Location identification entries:
###

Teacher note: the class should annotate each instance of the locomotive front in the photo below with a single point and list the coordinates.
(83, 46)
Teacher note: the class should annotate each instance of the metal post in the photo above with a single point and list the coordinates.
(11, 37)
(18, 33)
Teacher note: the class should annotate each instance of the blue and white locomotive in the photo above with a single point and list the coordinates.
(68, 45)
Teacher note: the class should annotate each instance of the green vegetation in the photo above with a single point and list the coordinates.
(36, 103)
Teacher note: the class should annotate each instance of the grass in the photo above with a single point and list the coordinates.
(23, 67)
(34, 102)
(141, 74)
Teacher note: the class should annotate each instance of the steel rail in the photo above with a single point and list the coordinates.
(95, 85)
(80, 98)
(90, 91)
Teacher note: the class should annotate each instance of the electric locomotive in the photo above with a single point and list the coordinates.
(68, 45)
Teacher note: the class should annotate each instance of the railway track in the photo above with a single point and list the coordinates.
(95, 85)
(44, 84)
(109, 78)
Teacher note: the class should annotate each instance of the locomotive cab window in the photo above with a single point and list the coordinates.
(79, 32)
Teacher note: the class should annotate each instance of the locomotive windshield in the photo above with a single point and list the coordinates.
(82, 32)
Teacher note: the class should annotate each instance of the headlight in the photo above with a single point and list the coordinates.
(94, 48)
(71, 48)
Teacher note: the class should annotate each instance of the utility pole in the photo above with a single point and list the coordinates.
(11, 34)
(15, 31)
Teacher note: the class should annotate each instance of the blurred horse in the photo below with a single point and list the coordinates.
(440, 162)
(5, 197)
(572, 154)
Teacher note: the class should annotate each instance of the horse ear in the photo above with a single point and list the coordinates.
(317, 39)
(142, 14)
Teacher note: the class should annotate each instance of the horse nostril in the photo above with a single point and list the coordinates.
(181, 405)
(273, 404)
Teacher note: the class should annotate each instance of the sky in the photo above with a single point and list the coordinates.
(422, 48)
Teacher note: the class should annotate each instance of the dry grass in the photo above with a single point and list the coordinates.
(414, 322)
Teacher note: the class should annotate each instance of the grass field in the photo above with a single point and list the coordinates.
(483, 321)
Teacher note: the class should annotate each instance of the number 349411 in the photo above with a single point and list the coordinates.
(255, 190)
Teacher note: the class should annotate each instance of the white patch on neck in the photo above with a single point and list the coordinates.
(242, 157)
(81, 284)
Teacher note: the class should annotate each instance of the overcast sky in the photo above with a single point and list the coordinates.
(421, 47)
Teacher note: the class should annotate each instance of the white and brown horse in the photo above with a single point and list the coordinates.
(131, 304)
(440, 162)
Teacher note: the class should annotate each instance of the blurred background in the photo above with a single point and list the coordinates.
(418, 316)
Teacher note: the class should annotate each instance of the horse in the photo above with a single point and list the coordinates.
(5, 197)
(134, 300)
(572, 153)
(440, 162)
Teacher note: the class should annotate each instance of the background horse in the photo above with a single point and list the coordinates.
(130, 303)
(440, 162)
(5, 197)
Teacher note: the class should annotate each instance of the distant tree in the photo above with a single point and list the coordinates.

###

Copy out every one of the location identification lines above, word for word and in the same order.

Teacher note: the class should annotate each instance of the locomotive front in the photo below with a single point and list the coordinates.
(83, 46)
Teacher note: the class should annotate each instance of the metal post in the photo above with a single point and list the coordinates.
(11, 37)
(18, 33)
Teacher note: the class should annotate each instance of the blue and white locomotive in the photo above with a single point and list the coordinates.
(68, 45)
Teacher note: the class should annotate each instance of the green vegetation in the photo above with a single point and list the coordinates.
(36, 103)
Teacher note: the class should annotate each instance of the grass in the photo above with a single point and list the coordinates.
(23, 67)
(34, 102)
(141, 74)
Teacher note: the class should annotate each instance of the steel rail in the photo above with a single point and list the coordinates.
(95, 85)
(80, 98)
(90, 91)
Teacher note: the class should annotate each instance of the electric locomotive in the photo above with a single point and list the coordinates.
(68, 45)
Teacher note: the class should annotate each instance of the railway track in the photo above with a single point and list the coordinates.
(95, 85)
(44, 84)
(109, 78)
Teacher note: the class should annotate each instance of the locomotive cab window in the photo above with a single point and list the coordinates.
(79, 32)
Teacher note: the class should annotate each instance of the locomotive windshield in the photo above with a single point and list the coordinates.
(82, 32)
Teacher note: the class should annotate each instance of the headlight in the photo above with a single point and list the coordinates.
(94, 48)
(71, 48)
Teacher note: the class should annotate each instance of the utility pole in the photo above with a single point and list the coordinates.
(11, 34)
(15, 31)
Teacher note: the class should annotate each instance of the blurred horse in the photo below with a single point and list the coordinates.
(440, 162)
(5, 197)
(572, 154)
Teacher note: the class should annotate each instance of the horse ear in the photo above with a single point and list the coordinates.
(317, 39)
(142, 14)
Teacher note: the class should annotate each instance of the horse nostril in the photo above with a single point and list the coordinates.
(181, 405)
(273, 404)
Teacher note: the class should annotate each instance of the sky in the photo above with a single point and list the coordinates.
(422, 48)
Teacher note: the class should annotate each instance of the dry grass in the photo above with a single point and list the coordinates.
(414, 322)
Teacher note: the class should annotate each instance of the grass field in the photo above with a single point and list the coordinates.
(483, 321)
Teacher note: the class should annotate each instance of the number 349411 in the photo above with a single point and list the coordinates.
(255, 190)
Teacher note: the class should annotate each instance of the white patch on neck in the photo above with a single point and list the coordinates.
(242, 157)
(81, 284)
Teacher note: the class should annotate each instance of the overcast sky in the photo above with a single point and list the coordinates.
(421, 47)
Teacher note: the class should annotate each instance of the white and brown horse in the photo above with a single point and list the coordinates.
(131, 304)
(440, 162)
Teacher note: the class should annotate each instance of the blurred background in the photo above with a single point and list the coordinates.
(418, 316)
Teacher note: the class should annotate each instance of the horse in the photo above with a single point and list the coordinates.
(5, 197)
(134, 300)
(572, 153)
(440, 162)
Teacher note: the class should annotate each instance of the background horse in the photo above with a single point and list the coordinates.
(130, 303)
(440, 162)
(5, 197)
Teacher note: the class should annotate each instance of the distant tree in the photo above with a single point and list the coordinates.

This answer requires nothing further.